■ **Text segment**
▼

# Is The-House.com Legit?



## Guest

Hi,

I was wondering if TheHouse.com is a legitimate website? I saw a few Forum snowboards that I wanted for really cheap and was wondering if it is a hassle to buy things from them?

P.S mountains in PA suck!!! 2 broken nose tips in 2 winters!!!


----------



## Guest

i almost ordered my boots from there but found a better deal...check out Online Snowboard Shop selling snowboards in our online snowboard shop. i got my board, boots, and bindings from them


----------



## CRShreD82

yeah they are legit....i got a board from them and they threw in some sweet ass Smith sunglasses.


----------



## Guest

I've been buying windsurfing, skate and snowboard stuff from them for a long time. They're a good company.

▲

■ **Data provided**
▼

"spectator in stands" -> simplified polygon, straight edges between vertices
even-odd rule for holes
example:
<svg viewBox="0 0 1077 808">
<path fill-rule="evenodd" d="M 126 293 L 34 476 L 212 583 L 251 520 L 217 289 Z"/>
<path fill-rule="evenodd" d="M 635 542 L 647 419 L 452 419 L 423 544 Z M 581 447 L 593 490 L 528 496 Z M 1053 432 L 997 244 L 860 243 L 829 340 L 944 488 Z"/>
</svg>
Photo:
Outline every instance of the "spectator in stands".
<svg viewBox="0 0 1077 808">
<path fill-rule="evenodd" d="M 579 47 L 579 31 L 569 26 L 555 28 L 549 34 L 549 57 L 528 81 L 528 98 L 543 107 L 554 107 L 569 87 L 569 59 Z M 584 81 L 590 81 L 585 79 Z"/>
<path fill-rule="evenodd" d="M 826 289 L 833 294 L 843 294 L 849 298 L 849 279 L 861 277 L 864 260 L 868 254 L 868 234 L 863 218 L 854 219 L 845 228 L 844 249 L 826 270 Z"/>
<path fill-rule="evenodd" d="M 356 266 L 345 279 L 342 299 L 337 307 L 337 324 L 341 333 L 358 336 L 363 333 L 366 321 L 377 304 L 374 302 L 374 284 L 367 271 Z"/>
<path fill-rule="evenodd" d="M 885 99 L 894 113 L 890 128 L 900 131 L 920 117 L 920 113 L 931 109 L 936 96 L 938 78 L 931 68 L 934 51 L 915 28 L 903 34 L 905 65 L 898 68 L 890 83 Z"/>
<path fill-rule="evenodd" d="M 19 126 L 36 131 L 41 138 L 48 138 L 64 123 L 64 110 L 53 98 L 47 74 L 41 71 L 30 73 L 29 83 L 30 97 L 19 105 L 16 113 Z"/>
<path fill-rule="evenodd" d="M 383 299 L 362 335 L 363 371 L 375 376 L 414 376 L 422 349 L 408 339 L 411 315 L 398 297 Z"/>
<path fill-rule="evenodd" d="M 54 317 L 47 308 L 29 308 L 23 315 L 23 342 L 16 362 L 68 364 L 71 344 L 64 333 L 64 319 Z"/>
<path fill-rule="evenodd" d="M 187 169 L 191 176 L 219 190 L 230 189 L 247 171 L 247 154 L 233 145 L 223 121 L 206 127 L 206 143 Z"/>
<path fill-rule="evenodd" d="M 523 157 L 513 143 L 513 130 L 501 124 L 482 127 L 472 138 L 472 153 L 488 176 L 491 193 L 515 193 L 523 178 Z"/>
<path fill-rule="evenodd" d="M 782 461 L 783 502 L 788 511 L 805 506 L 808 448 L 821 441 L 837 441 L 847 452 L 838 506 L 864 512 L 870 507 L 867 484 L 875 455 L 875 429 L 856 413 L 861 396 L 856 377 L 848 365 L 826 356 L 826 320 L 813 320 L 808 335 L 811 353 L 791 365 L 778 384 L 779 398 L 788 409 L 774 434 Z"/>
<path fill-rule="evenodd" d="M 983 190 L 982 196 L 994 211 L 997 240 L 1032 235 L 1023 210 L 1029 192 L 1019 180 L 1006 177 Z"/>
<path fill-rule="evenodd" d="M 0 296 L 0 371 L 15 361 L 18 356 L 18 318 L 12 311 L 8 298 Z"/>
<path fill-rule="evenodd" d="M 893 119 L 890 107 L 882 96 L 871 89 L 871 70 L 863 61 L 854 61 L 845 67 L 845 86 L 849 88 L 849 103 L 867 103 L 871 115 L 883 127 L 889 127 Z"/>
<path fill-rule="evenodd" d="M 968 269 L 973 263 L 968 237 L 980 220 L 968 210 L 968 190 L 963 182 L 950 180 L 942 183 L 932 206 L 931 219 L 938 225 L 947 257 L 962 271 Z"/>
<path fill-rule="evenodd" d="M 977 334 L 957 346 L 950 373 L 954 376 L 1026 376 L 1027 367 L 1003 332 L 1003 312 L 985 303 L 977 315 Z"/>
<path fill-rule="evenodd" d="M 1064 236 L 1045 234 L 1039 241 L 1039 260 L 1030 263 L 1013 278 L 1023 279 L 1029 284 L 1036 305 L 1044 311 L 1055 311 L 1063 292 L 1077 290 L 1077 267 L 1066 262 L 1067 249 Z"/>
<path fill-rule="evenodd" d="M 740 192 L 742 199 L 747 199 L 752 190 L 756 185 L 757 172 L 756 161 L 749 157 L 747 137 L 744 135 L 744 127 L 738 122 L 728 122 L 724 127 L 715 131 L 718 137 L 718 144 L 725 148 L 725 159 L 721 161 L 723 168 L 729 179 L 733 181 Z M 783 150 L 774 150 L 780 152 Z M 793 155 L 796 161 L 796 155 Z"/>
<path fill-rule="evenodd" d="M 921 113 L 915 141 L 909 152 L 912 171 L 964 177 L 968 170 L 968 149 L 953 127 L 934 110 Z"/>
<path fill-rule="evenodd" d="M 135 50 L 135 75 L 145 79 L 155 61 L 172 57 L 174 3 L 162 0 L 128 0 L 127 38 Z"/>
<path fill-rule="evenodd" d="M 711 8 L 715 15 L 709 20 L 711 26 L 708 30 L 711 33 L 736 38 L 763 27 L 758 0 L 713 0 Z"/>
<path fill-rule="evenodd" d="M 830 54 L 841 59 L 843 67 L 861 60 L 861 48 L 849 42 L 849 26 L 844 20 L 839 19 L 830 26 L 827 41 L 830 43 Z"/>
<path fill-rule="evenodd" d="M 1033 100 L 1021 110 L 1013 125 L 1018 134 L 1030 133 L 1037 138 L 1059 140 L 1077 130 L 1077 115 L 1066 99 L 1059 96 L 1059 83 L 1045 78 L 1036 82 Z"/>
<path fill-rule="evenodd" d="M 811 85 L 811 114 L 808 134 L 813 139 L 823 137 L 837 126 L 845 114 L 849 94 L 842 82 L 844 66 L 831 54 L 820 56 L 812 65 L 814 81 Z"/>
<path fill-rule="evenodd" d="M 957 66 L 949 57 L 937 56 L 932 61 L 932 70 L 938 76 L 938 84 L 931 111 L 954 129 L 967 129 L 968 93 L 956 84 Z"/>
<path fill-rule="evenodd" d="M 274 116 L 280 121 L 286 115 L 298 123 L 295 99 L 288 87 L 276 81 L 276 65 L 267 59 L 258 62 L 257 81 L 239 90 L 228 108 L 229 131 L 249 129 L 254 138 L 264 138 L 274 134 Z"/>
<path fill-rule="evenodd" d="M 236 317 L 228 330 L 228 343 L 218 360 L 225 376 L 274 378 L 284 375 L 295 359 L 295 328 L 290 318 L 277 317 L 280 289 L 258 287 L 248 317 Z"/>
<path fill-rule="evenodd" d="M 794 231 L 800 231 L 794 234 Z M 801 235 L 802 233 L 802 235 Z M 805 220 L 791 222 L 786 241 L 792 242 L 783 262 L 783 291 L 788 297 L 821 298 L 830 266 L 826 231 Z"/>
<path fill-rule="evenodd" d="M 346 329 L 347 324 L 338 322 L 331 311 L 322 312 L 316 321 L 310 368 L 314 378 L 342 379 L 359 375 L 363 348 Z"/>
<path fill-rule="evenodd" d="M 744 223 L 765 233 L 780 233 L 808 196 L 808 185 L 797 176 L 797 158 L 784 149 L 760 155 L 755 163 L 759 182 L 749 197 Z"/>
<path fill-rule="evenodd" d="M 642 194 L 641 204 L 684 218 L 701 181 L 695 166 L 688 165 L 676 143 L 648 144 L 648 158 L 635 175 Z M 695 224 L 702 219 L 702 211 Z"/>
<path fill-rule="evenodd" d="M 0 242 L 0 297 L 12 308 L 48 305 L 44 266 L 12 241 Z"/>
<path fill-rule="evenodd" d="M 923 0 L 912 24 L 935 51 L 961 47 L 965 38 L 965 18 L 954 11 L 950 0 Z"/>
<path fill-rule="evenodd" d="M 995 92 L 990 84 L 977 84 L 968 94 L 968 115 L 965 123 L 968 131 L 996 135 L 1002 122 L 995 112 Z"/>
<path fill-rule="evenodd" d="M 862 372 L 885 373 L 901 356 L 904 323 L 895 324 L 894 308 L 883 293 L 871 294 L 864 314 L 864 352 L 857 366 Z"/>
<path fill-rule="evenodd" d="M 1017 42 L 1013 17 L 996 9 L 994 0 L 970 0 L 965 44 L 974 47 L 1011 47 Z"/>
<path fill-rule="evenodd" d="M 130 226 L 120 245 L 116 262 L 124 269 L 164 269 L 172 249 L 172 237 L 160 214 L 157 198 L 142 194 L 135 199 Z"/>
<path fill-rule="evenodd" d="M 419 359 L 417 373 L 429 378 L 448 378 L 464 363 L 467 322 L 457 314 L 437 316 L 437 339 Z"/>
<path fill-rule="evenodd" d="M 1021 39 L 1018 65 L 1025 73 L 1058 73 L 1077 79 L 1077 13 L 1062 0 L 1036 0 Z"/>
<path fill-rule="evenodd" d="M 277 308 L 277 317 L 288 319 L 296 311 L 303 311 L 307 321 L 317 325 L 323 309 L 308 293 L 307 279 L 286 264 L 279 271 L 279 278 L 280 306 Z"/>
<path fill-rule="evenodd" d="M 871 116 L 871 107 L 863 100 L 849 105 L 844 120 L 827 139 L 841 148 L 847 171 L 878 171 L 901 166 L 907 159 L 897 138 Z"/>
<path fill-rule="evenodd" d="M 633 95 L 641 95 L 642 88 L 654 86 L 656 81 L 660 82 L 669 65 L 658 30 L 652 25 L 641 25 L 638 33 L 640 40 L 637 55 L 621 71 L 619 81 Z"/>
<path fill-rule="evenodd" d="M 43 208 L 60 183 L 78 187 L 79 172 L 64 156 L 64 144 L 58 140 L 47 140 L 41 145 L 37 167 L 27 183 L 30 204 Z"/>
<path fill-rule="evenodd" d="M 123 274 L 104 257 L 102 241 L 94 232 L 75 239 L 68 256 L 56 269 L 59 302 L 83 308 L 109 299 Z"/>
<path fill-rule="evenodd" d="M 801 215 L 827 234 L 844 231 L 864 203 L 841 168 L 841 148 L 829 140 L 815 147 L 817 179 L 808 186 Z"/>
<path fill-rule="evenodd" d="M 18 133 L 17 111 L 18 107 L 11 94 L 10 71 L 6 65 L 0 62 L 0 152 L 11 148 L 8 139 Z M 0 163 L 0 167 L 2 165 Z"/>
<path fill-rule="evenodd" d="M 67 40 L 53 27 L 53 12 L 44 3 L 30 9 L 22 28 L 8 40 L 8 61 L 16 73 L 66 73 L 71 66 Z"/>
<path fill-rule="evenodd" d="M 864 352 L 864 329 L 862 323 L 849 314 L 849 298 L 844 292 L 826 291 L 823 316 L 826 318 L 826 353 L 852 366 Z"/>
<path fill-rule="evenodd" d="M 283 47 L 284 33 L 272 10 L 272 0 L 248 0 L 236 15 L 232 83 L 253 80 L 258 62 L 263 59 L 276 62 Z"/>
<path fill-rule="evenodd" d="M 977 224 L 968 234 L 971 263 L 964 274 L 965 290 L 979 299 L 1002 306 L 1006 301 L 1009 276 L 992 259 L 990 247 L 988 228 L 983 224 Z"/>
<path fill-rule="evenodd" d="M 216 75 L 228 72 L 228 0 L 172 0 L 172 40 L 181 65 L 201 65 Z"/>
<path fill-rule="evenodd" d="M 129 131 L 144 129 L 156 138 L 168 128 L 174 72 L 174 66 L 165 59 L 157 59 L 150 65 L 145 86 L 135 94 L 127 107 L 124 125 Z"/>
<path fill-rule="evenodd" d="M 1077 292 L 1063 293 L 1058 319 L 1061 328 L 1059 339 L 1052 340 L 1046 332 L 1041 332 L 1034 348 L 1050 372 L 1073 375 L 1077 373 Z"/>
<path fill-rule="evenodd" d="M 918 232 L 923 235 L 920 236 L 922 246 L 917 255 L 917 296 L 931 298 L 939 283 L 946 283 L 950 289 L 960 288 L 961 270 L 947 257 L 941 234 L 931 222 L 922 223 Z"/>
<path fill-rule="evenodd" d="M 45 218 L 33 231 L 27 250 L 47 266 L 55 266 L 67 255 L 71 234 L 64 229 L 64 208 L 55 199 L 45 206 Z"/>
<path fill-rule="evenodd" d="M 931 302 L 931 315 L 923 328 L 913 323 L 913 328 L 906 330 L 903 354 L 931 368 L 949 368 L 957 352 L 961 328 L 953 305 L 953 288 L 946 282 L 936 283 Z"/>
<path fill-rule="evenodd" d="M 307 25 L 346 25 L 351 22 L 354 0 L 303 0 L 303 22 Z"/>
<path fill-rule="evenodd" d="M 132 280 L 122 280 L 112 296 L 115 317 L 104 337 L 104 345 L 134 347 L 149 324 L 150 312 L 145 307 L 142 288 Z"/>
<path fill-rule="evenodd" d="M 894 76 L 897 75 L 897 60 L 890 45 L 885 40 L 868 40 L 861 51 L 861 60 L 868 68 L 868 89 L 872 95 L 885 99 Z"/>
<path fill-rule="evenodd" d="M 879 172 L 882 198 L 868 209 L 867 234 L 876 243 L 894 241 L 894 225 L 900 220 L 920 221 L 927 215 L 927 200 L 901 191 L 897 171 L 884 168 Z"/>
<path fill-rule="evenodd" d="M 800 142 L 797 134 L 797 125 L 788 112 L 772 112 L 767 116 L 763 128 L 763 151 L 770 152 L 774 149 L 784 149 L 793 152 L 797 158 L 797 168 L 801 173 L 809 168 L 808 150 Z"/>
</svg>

▲

■ **Complete the following**
**1.** The final post in the forum thread names the sports for which its author has bought gear from the company. List those sports.
**2.** Transcribe the portion of the records that opens at their first line and closes with the line containing "126 293 L 34". Include both of those lines.

■ **Answers for this exercise**
**1.**
- Windsurfing
- Skate
- Snowboard

**2.**
"spectator in stands" -> simplified polygon, straight edges between vertices
even-odd rule for holes
example:
<svg viewBox="0 0 1077 808">
<path fill-rule="evenodd" d="M 126 293 L 34 476 L 212 583 L 251 520 L 217 289 Z"/>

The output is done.